What is needed: The line containing "decorative stone carving." marks the start; repeat it and every following line exactly through the end of the entries.

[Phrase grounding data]
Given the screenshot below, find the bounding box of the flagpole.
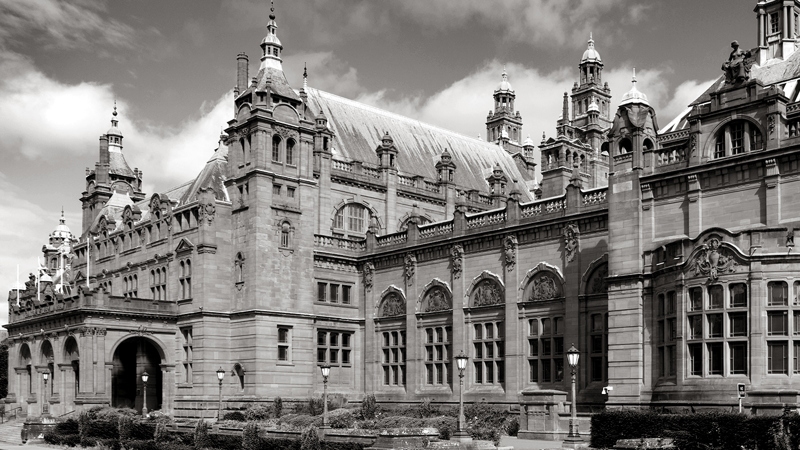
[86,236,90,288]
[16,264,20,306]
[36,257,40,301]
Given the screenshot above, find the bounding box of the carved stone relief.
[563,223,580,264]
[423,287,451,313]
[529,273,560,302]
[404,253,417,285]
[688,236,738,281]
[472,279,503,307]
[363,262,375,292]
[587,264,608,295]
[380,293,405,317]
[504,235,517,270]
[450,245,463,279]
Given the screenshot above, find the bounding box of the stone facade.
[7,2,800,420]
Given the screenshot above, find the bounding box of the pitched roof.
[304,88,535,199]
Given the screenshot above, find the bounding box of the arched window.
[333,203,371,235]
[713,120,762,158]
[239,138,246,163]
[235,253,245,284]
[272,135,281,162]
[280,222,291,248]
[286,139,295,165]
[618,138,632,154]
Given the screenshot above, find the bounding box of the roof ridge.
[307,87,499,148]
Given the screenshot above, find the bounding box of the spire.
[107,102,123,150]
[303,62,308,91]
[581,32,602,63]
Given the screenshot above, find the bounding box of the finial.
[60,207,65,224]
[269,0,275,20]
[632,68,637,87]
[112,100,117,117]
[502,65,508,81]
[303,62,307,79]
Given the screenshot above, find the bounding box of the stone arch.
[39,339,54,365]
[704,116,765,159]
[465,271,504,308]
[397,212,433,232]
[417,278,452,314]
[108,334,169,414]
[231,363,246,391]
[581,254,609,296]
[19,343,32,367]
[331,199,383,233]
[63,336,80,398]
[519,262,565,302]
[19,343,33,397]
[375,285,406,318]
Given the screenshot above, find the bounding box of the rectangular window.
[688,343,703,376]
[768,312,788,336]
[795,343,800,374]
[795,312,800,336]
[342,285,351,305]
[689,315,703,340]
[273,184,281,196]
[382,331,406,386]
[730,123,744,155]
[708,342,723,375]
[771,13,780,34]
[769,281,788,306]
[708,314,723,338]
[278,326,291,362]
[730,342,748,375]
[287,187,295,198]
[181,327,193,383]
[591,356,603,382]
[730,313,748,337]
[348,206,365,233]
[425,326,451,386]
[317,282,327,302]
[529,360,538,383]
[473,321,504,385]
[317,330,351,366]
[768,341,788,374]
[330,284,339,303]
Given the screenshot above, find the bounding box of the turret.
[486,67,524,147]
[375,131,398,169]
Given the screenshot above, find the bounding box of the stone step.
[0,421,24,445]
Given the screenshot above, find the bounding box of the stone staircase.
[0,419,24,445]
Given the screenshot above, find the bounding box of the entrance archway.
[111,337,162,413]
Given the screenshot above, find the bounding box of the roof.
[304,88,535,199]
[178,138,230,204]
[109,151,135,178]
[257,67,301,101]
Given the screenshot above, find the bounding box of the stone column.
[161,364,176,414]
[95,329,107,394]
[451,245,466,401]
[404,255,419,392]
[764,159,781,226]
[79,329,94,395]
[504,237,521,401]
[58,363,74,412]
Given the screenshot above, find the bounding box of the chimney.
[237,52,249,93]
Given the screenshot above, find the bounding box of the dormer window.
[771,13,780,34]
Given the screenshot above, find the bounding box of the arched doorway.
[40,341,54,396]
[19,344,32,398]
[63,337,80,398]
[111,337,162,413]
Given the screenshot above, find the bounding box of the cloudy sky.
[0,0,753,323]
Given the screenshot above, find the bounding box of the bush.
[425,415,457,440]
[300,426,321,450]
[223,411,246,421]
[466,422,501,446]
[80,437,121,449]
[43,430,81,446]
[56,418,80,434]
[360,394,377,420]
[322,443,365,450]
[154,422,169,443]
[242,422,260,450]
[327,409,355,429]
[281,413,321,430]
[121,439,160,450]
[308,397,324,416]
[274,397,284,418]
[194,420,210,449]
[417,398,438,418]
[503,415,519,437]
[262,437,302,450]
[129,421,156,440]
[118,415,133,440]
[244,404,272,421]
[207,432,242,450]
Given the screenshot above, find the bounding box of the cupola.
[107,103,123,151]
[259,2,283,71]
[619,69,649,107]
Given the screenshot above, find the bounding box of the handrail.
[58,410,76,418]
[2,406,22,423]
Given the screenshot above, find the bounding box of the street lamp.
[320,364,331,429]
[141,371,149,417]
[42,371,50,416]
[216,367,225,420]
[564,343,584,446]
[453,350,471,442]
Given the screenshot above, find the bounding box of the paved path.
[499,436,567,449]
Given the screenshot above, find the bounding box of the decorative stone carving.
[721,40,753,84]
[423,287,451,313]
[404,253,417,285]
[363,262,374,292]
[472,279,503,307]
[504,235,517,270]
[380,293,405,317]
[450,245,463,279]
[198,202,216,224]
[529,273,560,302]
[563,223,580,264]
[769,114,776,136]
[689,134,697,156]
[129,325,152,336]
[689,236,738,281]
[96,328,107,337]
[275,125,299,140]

Exercise solution:
Given the screenshot above, find the bounding box of the decorative stone carving.
[721,40,753,84]
[423,287,451,313]
[404,253,417,285]
[363,262,374,292]
[472,279,503,307]
[504,235,517,270]
[380,293,405,317]
[450,245,463,279]
[198,202,216,224]
[529,273,560,302]
[563,223,580,264]
[769,114,776,136]
[689,134,697,156]
[129,325,152,336]
[689,236,738,281]
[96,328,107,337]
[275,125,299,140]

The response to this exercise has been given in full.